● **Given entries**:
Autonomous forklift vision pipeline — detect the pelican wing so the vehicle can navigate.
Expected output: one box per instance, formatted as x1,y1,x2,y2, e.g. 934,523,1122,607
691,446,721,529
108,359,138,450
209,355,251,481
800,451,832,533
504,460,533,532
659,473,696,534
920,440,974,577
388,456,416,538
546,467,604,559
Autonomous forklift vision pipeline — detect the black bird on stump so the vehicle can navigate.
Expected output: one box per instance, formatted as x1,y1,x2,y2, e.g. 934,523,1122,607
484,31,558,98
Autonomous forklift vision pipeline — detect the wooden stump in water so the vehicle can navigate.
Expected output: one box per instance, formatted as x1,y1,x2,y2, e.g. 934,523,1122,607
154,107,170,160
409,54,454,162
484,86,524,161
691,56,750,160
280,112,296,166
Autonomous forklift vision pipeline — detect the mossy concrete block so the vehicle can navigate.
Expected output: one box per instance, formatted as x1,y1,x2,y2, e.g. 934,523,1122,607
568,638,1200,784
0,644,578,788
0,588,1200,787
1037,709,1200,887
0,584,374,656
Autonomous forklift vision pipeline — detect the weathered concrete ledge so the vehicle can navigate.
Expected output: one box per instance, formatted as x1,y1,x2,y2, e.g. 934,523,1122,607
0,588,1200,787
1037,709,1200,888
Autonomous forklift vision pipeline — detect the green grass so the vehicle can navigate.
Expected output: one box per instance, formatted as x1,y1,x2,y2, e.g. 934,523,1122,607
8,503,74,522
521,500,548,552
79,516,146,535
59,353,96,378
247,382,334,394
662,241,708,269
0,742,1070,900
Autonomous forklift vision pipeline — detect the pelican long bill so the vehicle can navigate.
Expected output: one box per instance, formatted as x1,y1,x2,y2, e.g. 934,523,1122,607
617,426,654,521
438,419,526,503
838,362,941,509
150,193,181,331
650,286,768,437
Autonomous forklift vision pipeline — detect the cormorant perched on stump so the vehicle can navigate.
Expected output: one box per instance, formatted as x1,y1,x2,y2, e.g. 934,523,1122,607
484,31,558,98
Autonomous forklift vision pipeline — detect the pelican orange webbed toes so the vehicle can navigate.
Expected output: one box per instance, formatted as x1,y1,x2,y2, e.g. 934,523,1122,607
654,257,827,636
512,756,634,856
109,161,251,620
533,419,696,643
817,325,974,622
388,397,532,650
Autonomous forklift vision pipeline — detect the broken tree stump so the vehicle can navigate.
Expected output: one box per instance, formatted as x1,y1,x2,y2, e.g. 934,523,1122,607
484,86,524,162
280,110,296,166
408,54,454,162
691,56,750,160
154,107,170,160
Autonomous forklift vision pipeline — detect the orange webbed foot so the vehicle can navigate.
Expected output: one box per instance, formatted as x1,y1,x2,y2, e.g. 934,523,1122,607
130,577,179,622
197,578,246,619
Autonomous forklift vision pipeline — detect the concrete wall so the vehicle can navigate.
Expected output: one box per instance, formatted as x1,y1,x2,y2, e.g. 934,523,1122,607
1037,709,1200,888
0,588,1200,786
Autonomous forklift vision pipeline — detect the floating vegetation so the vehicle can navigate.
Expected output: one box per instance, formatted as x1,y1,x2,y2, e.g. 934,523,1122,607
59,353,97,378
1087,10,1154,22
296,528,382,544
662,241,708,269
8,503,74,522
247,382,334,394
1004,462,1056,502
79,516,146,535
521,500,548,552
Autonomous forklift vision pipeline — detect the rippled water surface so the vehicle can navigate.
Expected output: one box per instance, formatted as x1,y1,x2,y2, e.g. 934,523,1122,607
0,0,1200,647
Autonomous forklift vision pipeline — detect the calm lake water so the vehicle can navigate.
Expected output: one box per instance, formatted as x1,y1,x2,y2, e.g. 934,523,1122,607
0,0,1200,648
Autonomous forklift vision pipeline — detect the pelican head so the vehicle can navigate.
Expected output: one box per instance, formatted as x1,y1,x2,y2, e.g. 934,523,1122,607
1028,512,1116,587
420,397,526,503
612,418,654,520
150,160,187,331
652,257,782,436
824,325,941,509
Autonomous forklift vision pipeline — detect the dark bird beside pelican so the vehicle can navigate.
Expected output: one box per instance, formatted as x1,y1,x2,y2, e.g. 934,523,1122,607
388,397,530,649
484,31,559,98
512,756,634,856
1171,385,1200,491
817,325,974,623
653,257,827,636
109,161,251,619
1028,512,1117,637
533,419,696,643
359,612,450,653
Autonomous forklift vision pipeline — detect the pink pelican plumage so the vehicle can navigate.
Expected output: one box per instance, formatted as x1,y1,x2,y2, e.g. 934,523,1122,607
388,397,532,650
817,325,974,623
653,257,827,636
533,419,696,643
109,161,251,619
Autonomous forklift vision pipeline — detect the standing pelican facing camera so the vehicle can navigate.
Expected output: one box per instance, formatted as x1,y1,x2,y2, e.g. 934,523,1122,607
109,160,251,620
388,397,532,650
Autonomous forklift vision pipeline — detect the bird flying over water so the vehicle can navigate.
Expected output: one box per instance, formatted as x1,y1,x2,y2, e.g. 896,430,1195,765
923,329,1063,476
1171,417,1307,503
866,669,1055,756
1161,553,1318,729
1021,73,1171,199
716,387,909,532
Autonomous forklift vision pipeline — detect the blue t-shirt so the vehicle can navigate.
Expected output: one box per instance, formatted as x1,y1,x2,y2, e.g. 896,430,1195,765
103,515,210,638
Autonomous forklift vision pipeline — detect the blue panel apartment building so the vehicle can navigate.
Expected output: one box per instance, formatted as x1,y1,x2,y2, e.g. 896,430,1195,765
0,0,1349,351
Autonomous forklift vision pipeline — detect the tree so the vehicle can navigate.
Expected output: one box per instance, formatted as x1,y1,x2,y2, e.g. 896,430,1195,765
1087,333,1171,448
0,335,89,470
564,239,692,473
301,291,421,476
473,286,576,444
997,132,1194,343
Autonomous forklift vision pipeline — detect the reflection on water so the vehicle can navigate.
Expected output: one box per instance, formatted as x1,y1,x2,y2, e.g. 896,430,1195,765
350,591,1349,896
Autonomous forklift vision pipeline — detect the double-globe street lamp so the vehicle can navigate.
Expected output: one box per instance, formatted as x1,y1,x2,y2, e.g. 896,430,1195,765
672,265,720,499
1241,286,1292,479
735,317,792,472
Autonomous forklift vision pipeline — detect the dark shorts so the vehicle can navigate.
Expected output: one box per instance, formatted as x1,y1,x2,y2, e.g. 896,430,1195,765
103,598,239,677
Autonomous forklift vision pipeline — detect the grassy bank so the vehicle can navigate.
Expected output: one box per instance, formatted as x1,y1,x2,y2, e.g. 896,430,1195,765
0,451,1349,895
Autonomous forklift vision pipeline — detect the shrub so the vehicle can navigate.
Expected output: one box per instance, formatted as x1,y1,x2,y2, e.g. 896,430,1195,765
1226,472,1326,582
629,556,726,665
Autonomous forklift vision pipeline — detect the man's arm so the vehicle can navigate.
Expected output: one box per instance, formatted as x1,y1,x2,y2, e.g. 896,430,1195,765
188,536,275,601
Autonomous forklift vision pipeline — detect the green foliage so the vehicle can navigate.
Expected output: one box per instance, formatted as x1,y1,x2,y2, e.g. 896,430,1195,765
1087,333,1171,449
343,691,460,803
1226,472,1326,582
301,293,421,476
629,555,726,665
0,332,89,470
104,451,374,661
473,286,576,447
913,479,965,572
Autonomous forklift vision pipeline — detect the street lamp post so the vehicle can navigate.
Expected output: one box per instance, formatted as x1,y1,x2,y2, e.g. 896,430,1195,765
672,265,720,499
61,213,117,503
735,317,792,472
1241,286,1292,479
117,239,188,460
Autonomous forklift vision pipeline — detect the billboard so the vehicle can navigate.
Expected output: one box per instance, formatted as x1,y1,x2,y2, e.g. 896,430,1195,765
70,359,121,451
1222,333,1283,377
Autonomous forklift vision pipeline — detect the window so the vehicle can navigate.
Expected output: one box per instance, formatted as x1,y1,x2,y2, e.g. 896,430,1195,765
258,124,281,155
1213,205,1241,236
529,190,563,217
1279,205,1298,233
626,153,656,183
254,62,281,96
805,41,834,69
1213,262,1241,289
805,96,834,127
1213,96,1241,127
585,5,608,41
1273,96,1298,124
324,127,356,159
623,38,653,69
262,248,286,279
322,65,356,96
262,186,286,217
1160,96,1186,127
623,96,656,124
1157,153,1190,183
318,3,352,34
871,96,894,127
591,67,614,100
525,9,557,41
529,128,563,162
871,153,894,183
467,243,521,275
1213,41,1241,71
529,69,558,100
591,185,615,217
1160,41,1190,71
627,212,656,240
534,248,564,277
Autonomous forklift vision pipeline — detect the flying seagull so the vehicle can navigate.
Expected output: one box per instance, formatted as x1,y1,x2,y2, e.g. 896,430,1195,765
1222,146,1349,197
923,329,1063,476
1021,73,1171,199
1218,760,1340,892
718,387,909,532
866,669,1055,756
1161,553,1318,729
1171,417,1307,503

● **To be done**:
Please rewrite the records from their start through the line containing "0,584,374,656", replacing "forklift" with "delivery robot" and leaving everything else as it is.

● **Expected answer**:
Autonomous delivery robot vision pipeline — detect the pelican wing so the vehicle can navigate.
Expected output: one box per instance, formatted as x1,y1,x2,y2, e.g. 934,523,1122,607
691,446,721,529
108,359,138,450
209,355,251,481
800,451,832,533
504,460,533,532
659,473,696,534
920,440,974,577
388,456,416,538
546,467,604,559
Autonomous delivery robot vision pipeline — detect the black bird on stump so the vehicle can navigate.
Expected output: one box per instance, formatted as x1,y1,x2,y2, e.g. 934,523,1122,607
484,31,558,98
Autonomous delivery robot vision pipeline — detect the wooden stump in water so the vehicle can navigate.
Expected output: one box per instance, formatted as x1,y1,x2,y2, e.g. 934,523,1122,607
154,107,170,160
409,54,454,162
484,86,524,161
691,56,750,160
280,112,296,166
Autonomous delivery robot vision pipeline — detect the mossy concrete block so the vehicle can navigate.
Expected output: one box per instance, formatted as x1,y1,x2,y2, e.g. 934,523,1122,607
568,638,1200,784
0,644,578,788
0,588,1200,787
1037,709,1200,887
0,584,374,656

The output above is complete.